╭─ Exercise data

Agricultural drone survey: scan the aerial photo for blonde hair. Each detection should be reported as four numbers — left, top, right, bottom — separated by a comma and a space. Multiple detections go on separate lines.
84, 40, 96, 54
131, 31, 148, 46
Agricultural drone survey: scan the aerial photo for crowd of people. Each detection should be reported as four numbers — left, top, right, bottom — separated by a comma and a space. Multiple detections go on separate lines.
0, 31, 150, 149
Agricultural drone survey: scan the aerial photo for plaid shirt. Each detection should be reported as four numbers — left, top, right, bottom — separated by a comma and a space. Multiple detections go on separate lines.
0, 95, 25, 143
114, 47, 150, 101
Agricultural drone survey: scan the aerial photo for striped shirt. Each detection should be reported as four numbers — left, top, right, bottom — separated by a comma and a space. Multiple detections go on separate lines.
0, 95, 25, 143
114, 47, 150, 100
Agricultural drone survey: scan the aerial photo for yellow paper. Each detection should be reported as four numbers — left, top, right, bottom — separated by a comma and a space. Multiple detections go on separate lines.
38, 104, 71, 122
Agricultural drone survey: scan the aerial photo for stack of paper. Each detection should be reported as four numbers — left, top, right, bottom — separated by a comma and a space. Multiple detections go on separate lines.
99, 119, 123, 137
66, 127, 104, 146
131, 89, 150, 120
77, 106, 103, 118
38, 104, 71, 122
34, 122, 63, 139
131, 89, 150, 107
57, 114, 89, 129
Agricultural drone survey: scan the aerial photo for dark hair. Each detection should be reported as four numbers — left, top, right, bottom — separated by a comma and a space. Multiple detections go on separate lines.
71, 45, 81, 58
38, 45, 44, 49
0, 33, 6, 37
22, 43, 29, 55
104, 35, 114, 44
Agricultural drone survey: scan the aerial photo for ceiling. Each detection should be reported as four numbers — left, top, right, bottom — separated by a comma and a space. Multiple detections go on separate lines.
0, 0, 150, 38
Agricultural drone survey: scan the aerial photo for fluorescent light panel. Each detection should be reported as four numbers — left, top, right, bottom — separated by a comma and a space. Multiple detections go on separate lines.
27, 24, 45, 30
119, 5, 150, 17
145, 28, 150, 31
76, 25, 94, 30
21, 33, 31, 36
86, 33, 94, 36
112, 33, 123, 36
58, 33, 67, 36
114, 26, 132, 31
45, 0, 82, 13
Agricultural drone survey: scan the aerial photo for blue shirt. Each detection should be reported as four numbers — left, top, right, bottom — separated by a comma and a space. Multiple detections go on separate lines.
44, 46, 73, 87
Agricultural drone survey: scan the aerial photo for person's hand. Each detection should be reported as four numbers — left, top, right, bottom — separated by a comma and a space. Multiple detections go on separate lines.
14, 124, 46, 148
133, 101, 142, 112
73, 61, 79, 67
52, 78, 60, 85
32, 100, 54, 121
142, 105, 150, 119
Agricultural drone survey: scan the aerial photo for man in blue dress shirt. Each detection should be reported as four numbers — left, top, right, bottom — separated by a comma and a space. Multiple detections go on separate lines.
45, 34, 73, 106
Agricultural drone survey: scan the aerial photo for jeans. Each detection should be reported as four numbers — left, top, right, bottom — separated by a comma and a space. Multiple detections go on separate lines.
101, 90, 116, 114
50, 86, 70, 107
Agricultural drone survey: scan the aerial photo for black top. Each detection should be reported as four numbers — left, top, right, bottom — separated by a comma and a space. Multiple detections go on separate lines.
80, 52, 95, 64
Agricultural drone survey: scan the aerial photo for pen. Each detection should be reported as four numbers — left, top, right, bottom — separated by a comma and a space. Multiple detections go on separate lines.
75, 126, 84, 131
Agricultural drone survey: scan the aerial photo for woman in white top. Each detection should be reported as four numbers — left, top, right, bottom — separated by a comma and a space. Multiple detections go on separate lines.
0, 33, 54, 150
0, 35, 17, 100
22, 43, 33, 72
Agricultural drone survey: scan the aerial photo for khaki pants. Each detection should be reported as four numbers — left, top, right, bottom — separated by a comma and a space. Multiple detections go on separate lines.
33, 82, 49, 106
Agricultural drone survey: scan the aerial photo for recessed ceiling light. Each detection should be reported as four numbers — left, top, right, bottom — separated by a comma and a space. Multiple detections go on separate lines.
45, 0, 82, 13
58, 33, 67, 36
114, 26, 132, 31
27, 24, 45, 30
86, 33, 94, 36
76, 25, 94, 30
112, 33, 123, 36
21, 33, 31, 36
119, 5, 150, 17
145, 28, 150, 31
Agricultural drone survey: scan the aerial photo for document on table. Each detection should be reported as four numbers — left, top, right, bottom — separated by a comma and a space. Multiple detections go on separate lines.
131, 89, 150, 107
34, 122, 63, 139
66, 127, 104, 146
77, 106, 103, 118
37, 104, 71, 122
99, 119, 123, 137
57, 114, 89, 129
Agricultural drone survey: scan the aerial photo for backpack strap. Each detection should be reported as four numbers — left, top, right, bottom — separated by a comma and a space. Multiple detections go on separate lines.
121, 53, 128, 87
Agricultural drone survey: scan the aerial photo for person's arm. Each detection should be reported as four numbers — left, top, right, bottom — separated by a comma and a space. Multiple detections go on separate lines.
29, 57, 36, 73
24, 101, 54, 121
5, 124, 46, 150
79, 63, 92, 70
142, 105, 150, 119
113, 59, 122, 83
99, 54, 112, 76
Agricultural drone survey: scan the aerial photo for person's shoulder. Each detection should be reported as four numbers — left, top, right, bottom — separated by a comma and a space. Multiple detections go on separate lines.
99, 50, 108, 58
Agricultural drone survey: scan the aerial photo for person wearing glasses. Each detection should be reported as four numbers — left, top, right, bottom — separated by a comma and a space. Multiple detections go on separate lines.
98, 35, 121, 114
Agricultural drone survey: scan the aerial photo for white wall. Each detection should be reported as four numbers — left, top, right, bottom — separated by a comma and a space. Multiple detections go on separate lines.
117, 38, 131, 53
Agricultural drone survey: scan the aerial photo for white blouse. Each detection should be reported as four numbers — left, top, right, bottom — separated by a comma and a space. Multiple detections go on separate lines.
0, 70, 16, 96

╰─

▸ What you need to do: Starting at the line with "for white blouse.", restate each line through the end of the records, both ends included, and stop there.

▸ Exercise response:
Agricultural drone survey: scan the aerial photo for white blouse. Each detection should be reported as four numbers — left, top, right, bottom — separated by a comma and a space. Multiple detections go on separate lines.
0, 70, 16, 96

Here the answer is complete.